The exercise » Pull out every line of the entries below that contains the word "dark", and copy each of those lines in full.

# # #

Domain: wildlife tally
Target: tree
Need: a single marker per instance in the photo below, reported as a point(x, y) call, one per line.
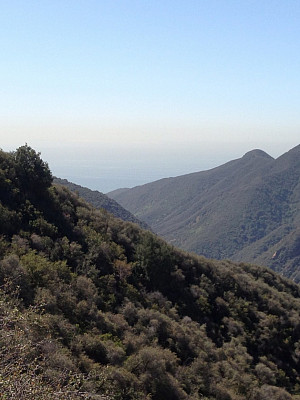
point(32, 172)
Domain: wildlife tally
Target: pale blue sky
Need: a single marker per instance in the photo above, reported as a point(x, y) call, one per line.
point(175, 78)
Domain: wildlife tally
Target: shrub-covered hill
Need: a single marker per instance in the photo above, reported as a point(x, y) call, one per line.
point(100, 200)
point(92, 307)
point(245, 210)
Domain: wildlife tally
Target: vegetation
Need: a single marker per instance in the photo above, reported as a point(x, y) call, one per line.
point(100, 200)
point(92, 307)
point(245, 210)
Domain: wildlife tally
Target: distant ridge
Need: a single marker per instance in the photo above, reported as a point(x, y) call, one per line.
point(246, 210)
point(100, 200)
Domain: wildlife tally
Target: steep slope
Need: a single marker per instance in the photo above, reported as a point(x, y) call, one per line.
point(93, 307)
point(100, 200)
point(240, 210)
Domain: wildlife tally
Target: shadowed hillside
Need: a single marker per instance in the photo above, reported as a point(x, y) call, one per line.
point(246, 210)
point(100, 200)
point(92, 307)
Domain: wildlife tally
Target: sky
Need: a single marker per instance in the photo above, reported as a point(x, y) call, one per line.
point(118, 93)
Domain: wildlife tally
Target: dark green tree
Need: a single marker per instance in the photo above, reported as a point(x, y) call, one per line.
point(33, 173)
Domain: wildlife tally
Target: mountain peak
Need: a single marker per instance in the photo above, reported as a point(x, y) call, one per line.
point(257, 153)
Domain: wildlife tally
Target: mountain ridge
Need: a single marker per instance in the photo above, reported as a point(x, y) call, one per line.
point(222, 212)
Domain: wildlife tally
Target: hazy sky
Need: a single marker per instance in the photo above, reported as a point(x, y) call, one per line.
point(149, 81)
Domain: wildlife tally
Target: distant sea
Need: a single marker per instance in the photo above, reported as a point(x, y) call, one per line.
point(106, 168)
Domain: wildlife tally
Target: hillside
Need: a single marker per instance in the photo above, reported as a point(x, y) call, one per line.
point(100, 200)
point(92, 307)
point(245, 210)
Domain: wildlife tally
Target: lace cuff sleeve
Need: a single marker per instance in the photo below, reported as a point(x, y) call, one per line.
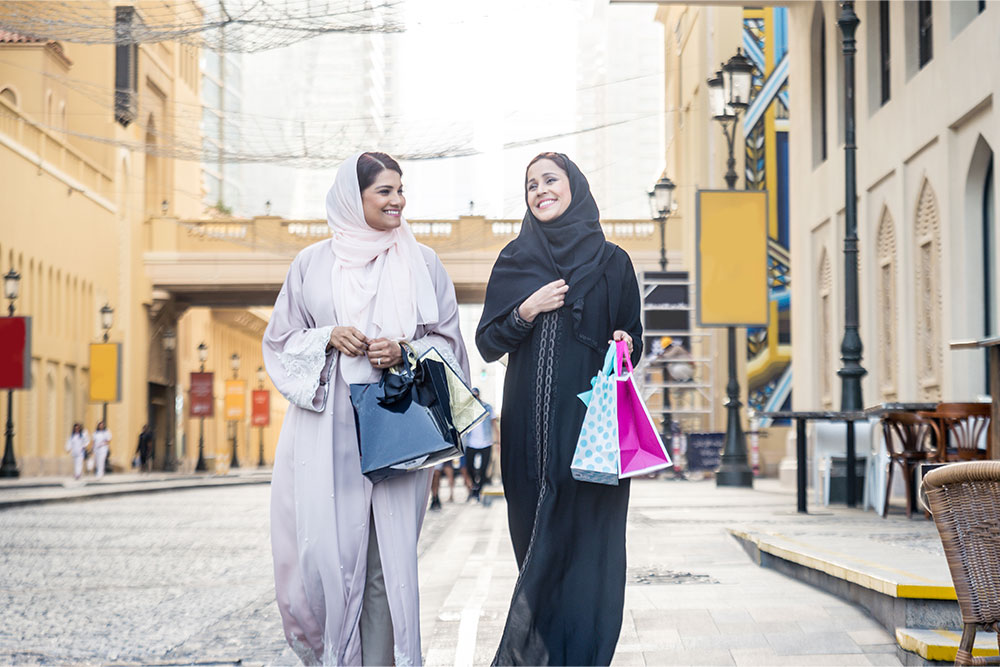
point(306, 363)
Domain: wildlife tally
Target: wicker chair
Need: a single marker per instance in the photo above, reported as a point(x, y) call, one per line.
point(964, 426)
point(965, 501)
point(906, 438)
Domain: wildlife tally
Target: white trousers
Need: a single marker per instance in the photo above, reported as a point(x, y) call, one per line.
point(100, 457)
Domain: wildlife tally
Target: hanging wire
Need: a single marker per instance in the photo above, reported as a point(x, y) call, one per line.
point(243, 26)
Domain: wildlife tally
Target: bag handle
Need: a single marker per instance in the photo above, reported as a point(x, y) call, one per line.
point(621, 350)
point(609, 361)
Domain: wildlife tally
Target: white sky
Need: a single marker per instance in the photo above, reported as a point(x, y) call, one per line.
point(494, 73)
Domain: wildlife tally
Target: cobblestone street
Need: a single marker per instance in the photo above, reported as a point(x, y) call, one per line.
point(184, 577)
point(171, 577)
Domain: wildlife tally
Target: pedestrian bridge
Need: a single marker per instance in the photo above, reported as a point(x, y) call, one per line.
point(242, 262)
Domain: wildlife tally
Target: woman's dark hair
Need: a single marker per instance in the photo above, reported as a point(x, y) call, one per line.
point(373, 163)
point(547, 155)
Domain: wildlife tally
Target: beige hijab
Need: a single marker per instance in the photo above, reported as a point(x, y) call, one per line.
point(381, 283)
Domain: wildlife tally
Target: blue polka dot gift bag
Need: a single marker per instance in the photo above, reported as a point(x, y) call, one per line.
point(596, 456)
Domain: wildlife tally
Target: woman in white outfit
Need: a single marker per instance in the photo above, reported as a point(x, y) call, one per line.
point(102, 443)
point(345, 551)
point(76, 445)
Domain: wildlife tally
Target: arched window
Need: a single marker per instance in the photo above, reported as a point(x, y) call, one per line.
point(824, 281)
point(818, 92)
point(990, 317)
point(887, 313)
point(9, 96)
point(927, 281)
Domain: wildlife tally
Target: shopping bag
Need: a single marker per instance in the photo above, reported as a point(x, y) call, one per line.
point(596, 455)
point(404, 421)
point(466, 410)
point(641, 449)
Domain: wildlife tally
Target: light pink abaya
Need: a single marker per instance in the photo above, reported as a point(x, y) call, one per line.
point(320, 501)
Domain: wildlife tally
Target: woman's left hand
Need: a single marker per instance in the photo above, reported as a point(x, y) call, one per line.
point(384, 353)
point(621, 335)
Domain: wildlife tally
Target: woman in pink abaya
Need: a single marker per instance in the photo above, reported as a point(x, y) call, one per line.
point(345, 551)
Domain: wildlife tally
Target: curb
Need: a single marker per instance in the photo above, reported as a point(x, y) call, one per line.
point(147, 487)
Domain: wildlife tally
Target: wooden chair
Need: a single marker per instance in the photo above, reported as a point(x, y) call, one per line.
point(906, 437)
point(963, 426)
point(965, 501)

# # #

Task result »
Target: dark green tree
Target: woman's dark hair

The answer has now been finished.